*WHAT THE TASK REQUIRES*:
Your copy should match the records exactly, except that it contains no pictures.

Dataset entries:
= = = = =
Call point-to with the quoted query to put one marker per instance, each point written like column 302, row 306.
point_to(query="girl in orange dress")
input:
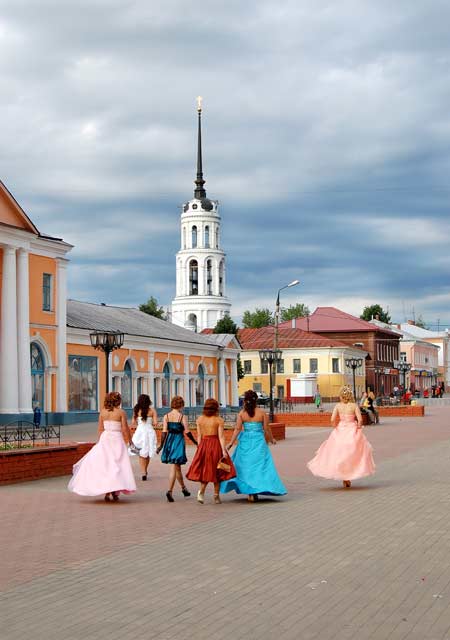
column 211, row 449
column 346, row 454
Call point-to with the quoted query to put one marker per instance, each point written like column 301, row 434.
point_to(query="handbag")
column 223, row 466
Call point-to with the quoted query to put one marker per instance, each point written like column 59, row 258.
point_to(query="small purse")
column 223, row 466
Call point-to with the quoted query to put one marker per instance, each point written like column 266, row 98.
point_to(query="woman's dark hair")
column 112, row 400
column 143, row 405
column 177, row 402
column 250, row 400
column 211, row 407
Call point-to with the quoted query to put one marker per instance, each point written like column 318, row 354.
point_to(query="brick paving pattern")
column 322, row 563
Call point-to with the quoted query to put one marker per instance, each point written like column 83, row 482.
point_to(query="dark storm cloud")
column 326, row 140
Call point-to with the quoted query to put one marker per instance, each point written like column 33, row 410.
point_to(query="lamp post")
column 107, row 341
column 403, row 367
column 353, row 364
column 272, row 357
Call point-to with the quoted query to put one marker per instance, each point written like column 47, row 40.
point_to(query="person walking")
column 346, row 455
column 172, row 445
column 255, row 469
column 106, row 468
column 144, row 439
column 211, row 456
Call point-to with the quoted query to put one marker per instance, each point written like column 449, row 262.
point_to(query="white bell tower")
column 200, row 299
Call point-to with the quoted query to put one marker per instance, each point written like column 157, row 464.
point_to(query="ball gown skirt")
column 145, row 438
column 255, row 469
column 174, row 449
column 204, row 464
column 345, row 455
column 106, row 467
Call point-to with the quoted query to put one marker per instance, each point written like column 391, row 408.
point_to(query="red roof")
column 287, row 339
column 332, row 319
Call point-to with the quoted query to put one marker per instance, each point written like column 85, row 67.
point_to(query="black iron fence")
column 24, row 434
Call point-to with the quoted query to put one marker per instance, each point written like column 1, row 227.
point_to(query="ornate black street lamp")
column 403, row 367
column 107, row 341
column 272, row 357
column 353, row 364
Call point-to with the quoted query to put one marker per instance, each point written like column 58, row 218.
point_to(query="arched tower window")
column 193, row 278
column 209, row 278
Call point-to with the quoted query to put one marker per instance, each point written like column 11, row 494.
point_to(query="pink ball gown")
column 345, row 455
column 106, row 467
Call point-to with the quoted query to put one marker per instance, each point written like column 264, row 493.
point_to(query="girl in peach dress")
column 106, row 468
column 346, row 454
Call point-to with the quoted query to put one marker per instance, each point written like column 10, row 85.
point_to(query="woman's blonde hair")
column 346, row 394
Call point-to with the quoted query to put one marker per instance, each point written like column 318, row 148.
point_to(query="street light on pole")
column 353, row 364
column 107, row 341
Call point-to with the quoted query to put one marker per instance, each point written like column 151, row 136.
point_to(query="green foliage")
column 152, row 309
column 298, row 310
column 371, row 313
column 257, row 318
column 226, row 325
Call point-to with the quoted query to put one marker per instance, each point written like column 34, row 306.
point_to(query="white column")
column 61, row 320
column 23, row 332
column 9, row 375
column 234, row 384
column 222, row 384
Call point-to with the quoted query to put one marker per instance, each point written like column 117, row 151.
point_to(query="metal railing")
column 24, row 434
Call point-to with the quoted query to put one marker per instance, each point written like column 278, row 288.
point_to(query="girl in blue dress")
column 255, row 469
column 173, row 446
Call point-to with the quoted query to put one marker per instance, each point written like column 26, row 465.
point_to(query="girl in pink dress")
column 106, row 468
column 346, row 454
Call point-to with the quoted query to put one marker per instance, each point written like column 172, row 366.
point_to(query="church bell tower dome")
column 200, row 299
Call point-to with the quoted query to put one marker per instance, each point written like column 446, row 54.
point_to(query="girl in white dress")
column 145, row 419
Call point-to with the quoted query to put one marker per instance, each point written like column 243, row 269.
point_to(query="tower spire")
column 199, row 191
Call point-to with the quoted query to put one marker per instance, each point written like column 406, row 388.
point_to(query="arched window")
column 165, row 387
column 221, row 279
column 200, row 386
column 193, row 278
column 127, row 386
column 37, row 376
column 209, row 277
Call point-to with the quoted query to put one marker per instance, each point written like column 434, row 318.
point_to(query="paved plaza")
column 321, row 563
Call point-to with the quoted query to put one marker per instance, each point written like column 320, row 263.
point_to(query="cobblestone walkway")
column 322, row 563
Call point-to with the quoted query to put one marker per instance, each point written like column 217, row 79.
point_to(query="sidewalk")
column 321, row 563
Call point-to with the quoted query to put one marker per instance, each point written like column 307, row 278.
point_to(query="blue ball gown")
column 255, row 469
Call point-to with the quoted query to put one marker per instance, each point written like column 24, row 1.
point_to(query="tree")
column 298, row 310
column 257, row 319
column 371, row 313
column 152, row 309
column 226, row 325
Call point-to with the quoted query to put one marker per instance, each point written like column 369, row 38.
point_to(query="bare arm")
column 237, row 430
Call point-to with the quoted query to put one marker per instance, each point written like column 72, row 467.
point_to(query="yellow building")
column 309, row 362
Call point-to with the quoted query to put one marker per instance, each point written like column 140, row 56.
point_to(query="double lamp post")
column 274, row 356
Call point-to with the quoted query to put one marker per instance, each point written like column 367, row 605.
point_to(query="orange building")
column 46, row 357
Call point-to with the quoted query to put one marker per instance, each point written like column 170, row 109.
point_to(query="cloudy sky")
column 326, row 141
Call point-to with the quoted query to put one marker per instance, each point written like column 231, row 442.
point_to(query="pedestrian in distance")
column 255, row 469
column 172, row 445
column 346, row 455
column 144, row 439
column 106, row 468
column 211, row 458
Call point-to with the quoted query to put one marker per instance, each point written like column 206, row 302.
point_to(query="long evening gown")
column 106, row 467
column 345, row 455
column 255, row 469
= = = = =
*SOLUTION TO THE EXERCISE*:
Call point-to with the quoted query to put one marker per instance, each point written like column 302, row 306.
point_to(query="girl in orange dress")
input:
column 211, row 449
column 346, row 454
Call point-to with the quoted query to put one marker per instance, each point written like column 301, row 434.
point_to(query="handbag")
column 223, row 466
Call point-to with the quoted query to put one marker per instance, each point written like column 59, row 258.
point_to(query="small purse")
column 223, row 466
Call point-to with the quoted query to put one marker per instance, each point written like column 266, row 98.
point_to(query="woman's dark hair")
column 112, row 400
column 143, row 405
column 177, row 402
column 250, row 400
column 211, row 407
Call point-to with the quoted query to put one marker per instance, each point written like column 318, row 354.
point_to(query="brick paving pattern")
column 322, row 563
Call point-to with the quoted query to put one marker per instance, each point written like column 83, row 482.
point_to(query="dark storm cloud")
column 326, row 140
Call point-to with the quoted query to put one marker per instance, each point written like column 33, row 410.
point_to(query="lamp post")
column 107, row 341
column 403, row 367
column 353, row 364
column 272, row 357
Call point-to with the quoted query to put one marker per instance, each point written like column 47, row 40.
point_to(query="person walking")
column 346, row 455
column 172, row 445
column 255, row 469
column 106, row 468
column 144, row 439
column 211, row 456
Call point-to with the quoted query to put one marker per instance, each point written like column 449, row 262.
point_to(query="white bell tower")
column 200, row 299
Call point-to with the quoted query to put one marker per instance, each point written like column 157, row 464.
point_to(query="ball gown skirt")
column 145, row 438
column 255, row 469
column 174, row 449
column 204, row 464
column 345, row 455
column 106, row 467
Call point-to with the quoted query to put one marker per instance, each point written like column 391, row 408.
point_to(query="red roof")
column 287, row 339
column 332, row 319
Call point-to with the quoted query to put one marker per instance, each point written like column 85, row 67.
point_to(query="black iron fence")
column 24, row 434
Call point-to with the quoted query to put one marker per instance, each point written like column 1, row 227.
point_to(query="ornate black street lamp")
column 403, row 367
column 107, row 341
column 272, row 357
column 353, row 364
Call point-to with the quoted query to put one marker per instance, each point written like column 58, row 218.
point_to(query="arched tower window")
column 193, row 278
column 209, row 278
Call point-to with the quoted query to put one marker per instance, each point written like column 11, row 494.
point_to(query="pink ball gown")
column 345, row 455
column 106, row 467
Call point-to with the quoted query to put one marker per instance, each point written like column 264, row 493.
point_to(query="girl in peach dress")
column 106, row 468
column 346, row 454
Call point-to with the quoted query to put one marker per instance, each point written like column 10, row 85.
point_to(query="woman's blonde hair")
column 346, row 394
Call point-to with the quoted query to put one marker per instance, each point written like column 318, row 148.
point_to(query="street light on pole")
column 353, row 364
column 107, row 341
Call point-to with the quoted query to put one marker per instance, each point written like column 151, row 136.
point_to(query="green foliage")
column 152, row 309
column 298, row 310
column 371, row 313
column 257, row 318
column 226, row 325
Call point-to with the quoted query to put one marker per instance, each point written like column 34, row 306.
point_to(query="white column")
column 61, row 320
column 23, row 332
column 9, row 375
column 234, row 384
column 222, row 384
Call point-to with the quoted query to put one marker per instance, each point written like column 117, row 151.
point_to(query="metal railing")
column 24, row 434
Call point-to with the quoted query to put one marker per instance, each point written like column 278, row 288.
point_to(query="girl in blue dress")
column 255, row 469
column 173, row 446
Call point-to with the quoted query to put one marker per instance, each point written like column 26, row 465.
point_to(query="girl in pink dress")
column 106, row 468
column 346, row 454
Call point-to with the quoted query to put one marker per instance, each point written like column 172, row 366.
point_to(query="church bell tower dome")
column 200, row 299
Call point-to with the quoted query to put one marker per instance, each point written like column 446, row 54.
point_to(query="girl in white dress")
column 145, row 419
Call point-to with the quoted query to put one marker per instance, each point written like column 243, row 269.
point_to(query="tower spire")
column 199, row 191
Call point-to with the quoted query to put one marker per instance, each point written like column 406, row 388.
point_to(query="arched window")
column 165, row 387
column 221, row 279
column 200, row 386
column 193, row 278
column 127, row 386
column 37, row 376
column 209, row 277
Call point-to with the quoted query to put one marker per instance, each point written like column 434, row 318.
point_to(query="paved plaza")
column 321, row 563
Call point-to with the quoted query to put one marker per instance, each point written like column 320, row 263.
point_to(query="cobblestone walkway")
column 322, row 563
Call point-to with the quoted query to put one marker per instance, each point written like column 217, row 79.
point_to(query="sidewalk")
column 321, row 563
Call point-to with the quoted query to put one marker per instance, each point written like column 307, row 278.
point_to(query="blue ball gown")
column 255, row 469
Call point-to with the quoted query to put one marker per instance, each point written like column 24, row 1.
point_to(query="tree")
column 298, row 310
column 257, row 319
column 371, row 313
column 152, row 309
column 226, row 325
Call point-to with the quoted query to put one marker per instance, each point written like column 369, row 38.
point_to(query="bare arm")
column 237, row 430
Call point-to with the quoted query to put one marker per instance, each point written like column 72, row 467.
point_to(query="yellow building")
column 309, row 362
Call point-to with the quoted query to put one marker per instance, each point written like column 140, row 56.
point_to(query="double lamp post")
column 274, row 356
Call point-to with the quoted query to put one marker per instance, each point written like column 367, row 605.
point_to(query="orange building")
column 46, row 357
Call point-to with the quoted query to put one marker per instance, each point written like column 170, row 109.
point_to(query="cloudy sky")
column 326, row 141
Call point-to with the quoted query to put one marker per instance, each point written like column 231, row 442.
point_to(query="pedestrian in distance")
column 255, row 469
column 172, row 445
column 346, row 455
column 144, row 439
column 106, row 468
column 211, row 458
Call point-to with the quoted query to put one marker per instance, each point written like column 206, row 302.
point_to(query="long evening gown")
column 106, row 467
column 345, row 455
column 255, row 469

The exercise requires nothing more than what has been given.